● Problem to solve:
Please repeat exactly the lines below from the one containing "flower stem for player-tracking calibration." down to the one containing "on flower for player-tracking calibration.", both included, and nothing else.

[Information given — start]

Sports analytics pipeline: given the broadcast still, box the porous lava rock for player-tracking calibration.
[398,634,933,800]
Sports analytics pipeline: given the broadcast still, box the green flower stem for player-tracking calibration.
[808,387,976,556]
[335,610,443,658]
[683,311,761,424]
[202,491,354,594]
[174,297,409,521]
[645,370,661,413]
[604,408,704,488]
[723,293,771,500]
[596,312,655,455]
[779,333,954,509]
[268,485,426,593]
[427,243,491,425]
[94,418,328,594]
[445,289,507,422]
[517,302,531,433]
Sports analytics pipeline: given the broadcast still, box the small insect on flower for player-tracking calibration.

[Information given — finish]
[Information given — start]

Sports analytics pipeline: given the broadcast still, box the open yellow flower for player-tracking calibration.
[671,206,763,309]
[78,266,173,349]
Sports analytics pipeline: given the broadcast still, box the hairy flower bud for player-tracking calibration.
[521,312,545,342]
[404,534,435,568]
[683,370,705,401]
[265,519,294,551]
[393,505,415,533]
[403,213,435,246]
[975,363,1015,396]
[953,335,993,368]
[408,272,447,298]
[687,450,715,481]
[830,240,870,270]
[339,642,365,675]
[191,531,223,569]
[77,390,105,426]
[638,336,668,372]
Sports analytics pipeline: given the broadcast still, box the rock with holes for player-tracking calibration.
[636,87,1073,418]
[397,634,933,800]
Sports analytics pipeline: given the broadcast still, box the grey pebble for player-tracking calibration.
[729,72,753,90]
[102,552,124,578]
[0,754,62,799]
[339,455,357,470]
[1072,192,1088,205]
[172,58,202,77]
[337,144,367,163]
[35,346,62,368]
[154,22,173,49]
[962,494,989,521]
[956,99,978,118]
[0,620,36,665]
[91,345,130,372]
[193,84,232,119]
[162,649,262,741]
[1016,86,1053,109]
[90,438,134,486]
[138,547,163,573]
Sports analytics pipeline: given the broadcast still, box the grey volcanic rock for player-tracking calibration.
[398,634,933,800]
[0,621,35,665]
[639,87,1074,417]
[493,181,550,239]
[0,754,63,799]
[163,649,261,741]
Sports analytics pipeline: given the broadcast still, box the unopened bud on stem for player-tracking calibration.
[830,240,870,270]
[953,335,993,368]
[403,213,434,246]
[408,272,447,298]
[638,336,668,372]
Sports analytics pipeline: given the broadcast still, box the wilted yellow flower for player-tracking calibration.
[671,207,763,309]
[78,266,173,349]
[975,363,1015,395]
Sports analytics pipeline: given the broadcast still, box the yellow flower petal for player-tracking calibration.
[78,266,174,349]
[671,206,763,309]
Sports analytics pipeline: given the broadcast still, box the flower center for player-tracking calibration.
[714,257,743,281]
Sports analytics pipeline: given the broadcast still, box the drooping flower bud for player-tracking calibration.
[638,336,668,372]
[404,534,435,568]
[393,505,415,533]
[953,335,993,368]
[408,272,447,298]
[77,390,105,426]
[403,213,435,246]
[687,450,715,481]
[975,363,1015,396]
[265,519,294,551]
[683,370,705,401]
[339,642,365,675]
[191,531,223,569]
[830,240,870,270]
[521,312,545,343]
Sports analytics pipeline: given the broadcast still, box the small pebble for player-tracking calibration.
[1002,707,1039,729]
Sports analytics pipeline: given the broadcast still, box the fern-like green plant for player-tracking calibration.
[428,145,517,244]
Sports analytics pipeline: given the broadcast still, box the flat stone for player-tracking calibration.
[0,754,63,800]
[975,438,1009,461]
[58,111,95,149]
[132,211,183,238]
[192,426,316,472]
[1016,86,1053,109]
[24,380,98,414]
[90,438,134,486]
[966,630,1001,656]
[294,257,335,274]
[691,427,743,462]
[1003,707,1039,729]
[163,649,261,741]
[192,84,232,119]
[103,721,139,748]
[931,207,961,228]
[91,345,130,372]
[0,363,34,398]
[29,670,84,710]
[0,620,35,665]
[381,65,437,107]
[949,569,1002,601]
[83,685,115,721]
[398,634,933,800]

[Information given — finish]

● Task output:
Sports analytics pipeline: given the broadcast still, box the green flower stem for player-tracking calibration.
[808,387,976,556]
[335,610,443,658]
[683,311,761,424]
[202,491,354,594]
[174,297,409,521]
[645,370,661,413]
[604,408,704,488]
[723,293,771,500]
[596,312,655,455]
[779,333,954,509]
[268,485,426,593]
[427,243,491,425]
[94,418,328,594]
[445,289,507,422]
[517,302,531,433]
Sports analytics pipeline: given the broadcast still, box the small insect on flower for player-tracking calibration.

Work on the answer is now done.